DOCUMENT SEGMENT –
● ● ● ●
Single by Trey Songz (original) featuring Justin Bieber (remix)

from the album Trigga
- Released: May 13, 2014 (original) July 1, 2014 (remix)
- Recorded: 2013 (original) May 14, 2014 (remix)
- Genre: Pop-rap
- Length: 4:08 (original) 4:34 (remix)
- Label: Songbook; Atlantic;
- Songwriters: Tremaine Neverson; Keneth Coby; The Insomniakz;
- Producers: Soundz; The Insomniaks;

Trey Songz singles chronology
| "SmartPhones" (2014) | "Foreign" (2014) | "Change Your Mind" (2014) |

Justin Bieber singles chronology
| "Looking for You" (2014) | "Foreign" (Remix) (2014) | "Home to Mama" (2014) |

Visualizer video
- "Foreign" on YouTube

= Foreign (song) =

"Foreign" is a song by American singer Trey Songz, released on May 13, 2014. The song serves as the third single from his sixth studio album, Trigga which was released on July 1, 2014. American record producers Soundz and "The Insomniaks" co-produced the track.

==Remix==
The official remix is part of the standard track list and features Canadian artist Justin Bieber.
● ● ● ●
DATASET EXCERPT –
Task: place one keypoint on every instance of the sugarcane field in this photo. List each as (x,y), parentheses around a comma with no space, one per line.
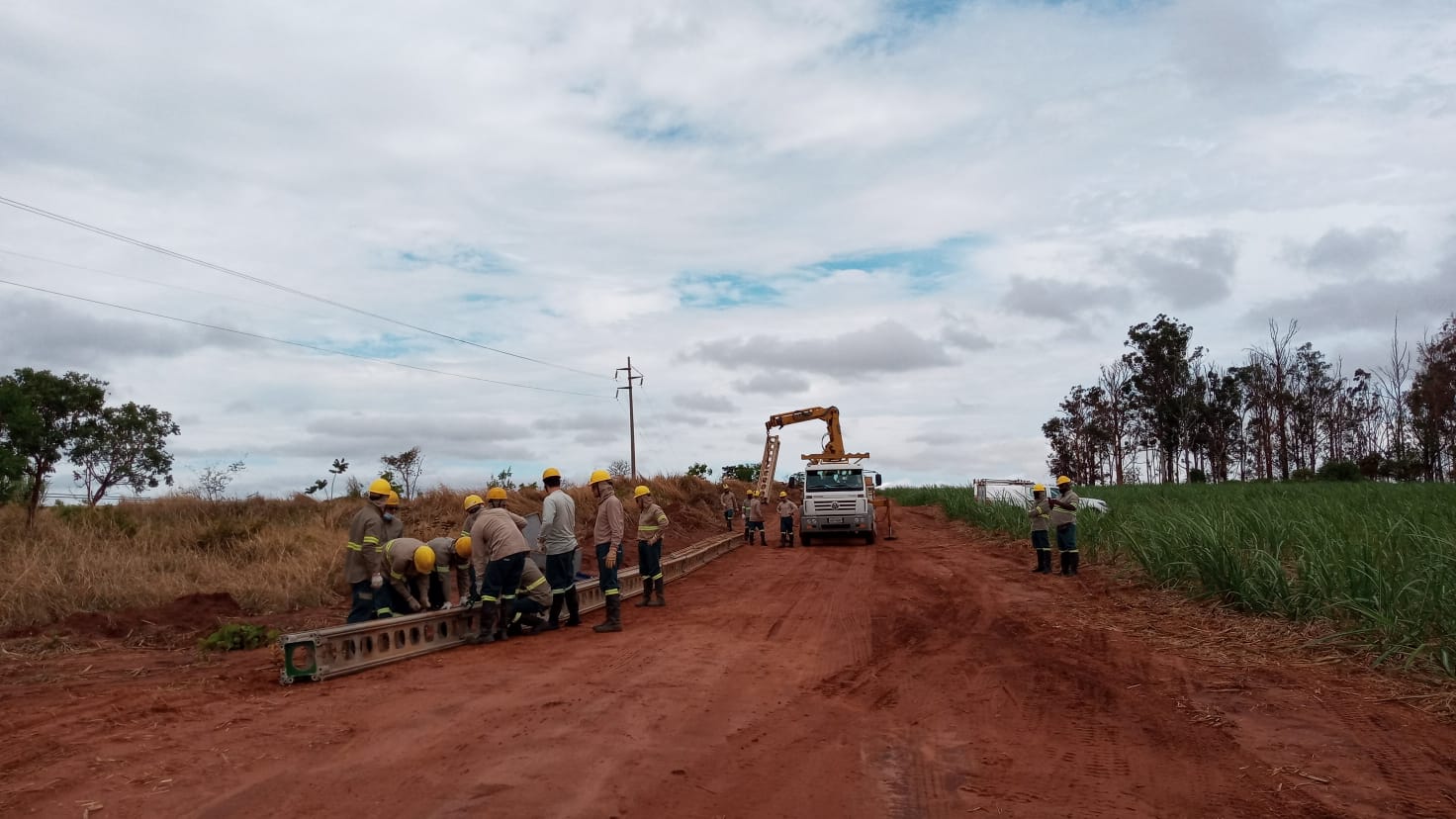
(894,409)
● ● ● ●
SET TASKS –
(A) Decide whether each statement agrees with the article on the song "Foreign": (i) The remix was recorded on May 14, 2014. (ii) "Foreign" is the second single from Trigga. (iii) The remix features a Canadian artist. Give yes or no for each, with the deciding words of the article quoted.
(B) Resume the article on the song "Foreign" from where it stops.
The lines after the article on the song "Foreign" are material separate from it.

SOLVED PROBLEMS –
(A)
(i) Yes: "May 14, 2014 (remix)"
(ii) No: "The song serves as the third single from his sixth studio album"
(iii) Yes: "features Canadian artist Justin Bieber"

(B)
==Charts==
===Weekly charts===

Weekly chart performance for "Foreign"
| Chart (2014) | Peak position |
|---|---|
| Belgium (Ultratip Bubbling Under Flanders) | 69 |
| Belgium Urban (Ultratop Flanders) | 35 |
| France (SNEP) | 155 |
| US Billboard Hot 100 | 84 |
| US Hot R&B/Hip-Hop Songs (Billboard) | 25 |
| US Rhythmic Airplay (Billboard) | 25 |

Weekly chart performance for "Foreign (Justin Bieber remix)"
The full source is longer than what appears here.